Document section
Start of Block
LatentRAG: Latent Reasoning and Retrieval for Efficient Agentic RAG (Zheng, Worring / University of Amsterdam). arXiv
- TL;DR: Run agentic RAG's thoughts and subqueries as latent tokens in hidden state, not as autoregressive text the model has to write out, which removes most of the iteration latency.
- Stat: Agentic RAG's latency overhead is dominated by autoregressive generation of lengthy thoughts and subqueries; LatentRAG produces them in a single forward pass.
- Apply it: If your agentic RAG loop spends most of its wall-clock budget on chain-of-thought tokens rather than retrieval, try collapsing the thought step into hidden-state computation and measure tokens-saved versus accuracy-lost.
Does RAG Know When Retrieval Is Wrong? Diagnosing Context Compliance under Knowledge Conflict (Chen, Qian, Wang, Zhang et al.). arXiv
- TL;DR: Introduces Context-Driven Decomposition, an inference-time probe for detecting when a RAG system is being "obedient" to retrieved context that conflicts with what the model actually knows.
- Stat: The probe operates as both a diagnostic and an intervention mechanism for controlled retrieval-versus-parametric conflict.
End of Block
Reproduce the RAG paper digest in full, word for word. The lines that follow this RAG paper digest come from a separate source.

Dataset entries
Start of Block
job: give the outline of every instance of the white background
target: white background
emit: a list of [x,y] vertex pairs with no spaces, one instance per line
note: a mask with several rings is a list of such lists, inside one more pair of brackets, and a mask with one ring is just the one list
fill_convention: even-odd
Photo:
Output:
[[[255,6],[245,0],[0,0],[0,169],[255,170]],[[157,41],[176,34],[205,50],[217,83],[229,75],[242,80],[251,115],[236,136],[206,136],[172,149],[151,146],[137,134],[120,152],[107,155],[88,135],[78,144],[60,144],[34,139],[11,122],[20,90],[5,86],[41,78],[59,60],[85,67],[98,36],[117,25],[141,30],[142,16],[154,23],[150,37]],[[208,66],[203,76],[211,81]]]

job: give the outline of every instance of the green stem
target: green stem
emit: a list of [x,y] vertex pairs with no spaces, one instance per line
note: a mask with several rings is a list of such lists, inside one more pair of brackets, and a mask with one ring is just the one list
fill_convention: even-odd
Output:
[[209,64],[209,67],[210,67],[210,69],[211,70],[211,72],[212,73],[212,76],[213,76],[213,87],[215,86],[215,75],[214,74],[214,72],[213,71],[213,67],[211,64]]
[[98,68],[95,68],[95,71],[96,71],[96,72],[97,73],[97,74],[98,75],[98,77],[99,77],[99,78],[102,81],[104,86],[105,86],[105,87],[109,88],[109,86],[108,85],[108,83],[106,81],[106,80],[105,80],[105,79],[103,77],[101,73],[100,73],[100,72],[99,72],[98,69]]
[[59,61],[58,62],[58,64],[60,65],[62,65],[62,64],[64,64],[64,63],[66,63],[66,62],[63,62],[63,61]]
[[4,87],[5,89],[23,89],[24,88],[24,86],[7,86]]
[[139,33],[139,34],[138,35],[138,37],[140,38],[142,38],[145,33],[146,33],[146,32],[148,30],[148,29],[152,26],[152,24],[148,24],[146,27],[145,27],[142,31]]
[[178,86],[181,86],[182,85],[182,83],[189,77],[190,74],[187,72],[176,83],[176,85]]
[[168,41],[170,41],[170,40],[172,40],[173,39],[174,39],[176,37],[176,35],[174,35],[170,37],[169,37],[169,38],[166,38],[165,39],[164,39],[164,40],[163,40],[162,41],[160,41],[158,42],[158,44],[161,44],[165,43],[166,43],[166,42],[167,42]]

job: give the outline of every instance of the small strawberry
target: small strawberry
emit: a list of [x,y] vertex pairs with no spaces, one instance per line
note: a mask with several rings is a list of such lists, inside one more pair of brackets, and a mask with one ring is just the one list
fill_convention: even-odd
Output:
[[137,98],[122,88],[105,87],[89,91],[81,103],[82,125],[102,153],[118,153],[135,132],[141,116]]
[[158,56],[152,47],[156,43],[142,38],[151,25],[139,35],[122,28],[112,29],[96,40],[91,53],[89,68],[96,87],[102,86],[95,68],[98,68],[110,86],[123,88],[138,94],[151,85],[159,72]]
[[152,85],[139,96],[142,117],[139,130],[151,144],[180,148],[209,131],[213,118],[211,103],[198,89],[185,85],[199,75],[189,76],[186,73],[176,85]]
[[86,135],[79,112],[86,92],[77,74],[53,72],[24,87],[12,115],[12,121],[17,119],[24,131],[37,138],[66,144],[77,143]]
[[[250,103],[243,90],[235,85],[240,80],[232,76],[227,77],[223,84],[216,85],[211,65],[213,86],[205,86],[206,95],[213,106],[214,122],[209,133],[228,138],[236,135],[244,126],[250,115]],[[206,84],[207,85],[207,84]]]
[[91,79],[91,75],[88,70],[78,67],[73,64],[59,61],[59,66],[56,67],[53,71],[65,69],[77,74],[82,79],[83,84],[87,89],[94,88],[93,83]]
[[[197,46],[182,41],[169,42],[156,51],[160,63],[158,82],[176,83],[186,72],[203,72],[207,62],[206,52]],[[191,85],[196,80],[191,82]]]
End of Block
Start of Block
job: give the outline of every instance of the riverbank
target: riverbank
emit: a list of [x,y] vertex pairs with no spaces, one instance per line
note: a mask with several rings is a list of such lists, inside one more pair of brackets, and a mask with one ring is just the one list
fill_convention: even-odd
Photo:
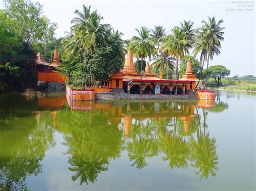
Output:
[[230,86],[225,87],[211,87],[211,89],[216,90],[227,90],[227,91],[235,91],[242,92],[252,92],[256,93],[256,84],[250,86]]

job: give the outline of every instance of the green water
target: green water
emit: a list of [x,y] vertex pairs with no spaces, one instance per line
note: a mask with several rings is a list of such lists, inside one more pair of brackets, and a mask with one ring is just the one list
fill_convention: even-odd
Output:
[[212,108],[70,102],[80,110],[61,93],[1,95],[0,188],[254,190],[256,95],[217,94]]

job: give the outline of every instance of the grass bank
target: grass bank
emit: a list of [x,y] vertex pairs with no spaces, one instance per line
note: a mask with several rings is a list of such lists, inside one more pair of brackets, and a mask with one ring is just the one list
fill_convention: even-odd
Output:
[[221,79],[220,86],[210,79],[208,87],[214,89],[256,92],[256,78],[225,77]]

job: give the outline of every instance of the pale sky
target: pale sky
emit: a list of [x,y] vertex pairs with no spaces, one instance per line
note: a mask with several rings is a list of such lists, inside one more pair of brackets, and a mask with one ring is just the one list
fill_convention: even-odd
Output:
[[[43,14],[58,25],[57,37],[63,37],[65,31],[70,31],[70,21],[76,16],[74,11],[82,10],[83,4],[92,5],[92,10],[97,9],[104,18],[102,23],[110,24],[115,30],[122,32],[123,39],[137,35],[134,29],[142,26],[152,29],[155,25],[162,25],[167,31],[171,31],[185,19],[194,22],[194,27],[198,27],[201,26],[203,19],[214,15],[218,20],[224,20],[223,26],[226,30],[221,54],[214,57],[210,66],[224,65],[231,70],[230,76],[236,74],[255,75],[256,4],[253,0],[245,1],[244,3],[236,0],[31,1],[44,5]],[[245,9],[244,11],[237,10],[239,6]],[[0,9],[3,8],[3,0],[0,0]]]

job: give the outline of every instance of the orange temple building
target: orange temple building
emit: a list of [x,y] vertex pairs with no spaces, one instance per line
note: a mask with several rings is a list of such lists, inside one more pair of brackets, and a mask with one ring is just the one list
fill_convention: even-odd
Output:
End of Block
Solution to the problem
LatentRAG: Latent Reasoning and Retrieval for Efficient Agentic RAG (Zheng, Worring / University of Amsterdam). arXiv
- TL;DR: Run agentic RAG's thoughts and subqueries as latent tokens in hidden state, not as autoregressive text the model has to write out, which removes most of the iteration latency.
- Stat: Agentic RAG's latency overhead is dominated by autoregressive generation of lengthy thoughts and subqueries; LatentRAG produces them in a single forward pass.
- Apply it: If your agentic RAG loop spends most of its wall-clock budget on chain-of-thought tokens rather than retrieval, try collapsing the thought step into hidden-state computation and measure tokens-saved versus accuracy-lost.
Does RAG Know When Retrieval Is Wrong? Diagnosing Context Compliance under Knowledge Conflict (Chen, Qian, Wang, Zhang et al.). arXiv
- TL;DR: Introduces Context-Driven Decomposition, an inference-time probe for detecting when a RAG system is being "obedient" to retrieved context that conflicts with what the model actually knows.
- Stat: The probe operates as both a diagnostic and an intervention mechanism for controlled retrieval-versus-parametric conflict.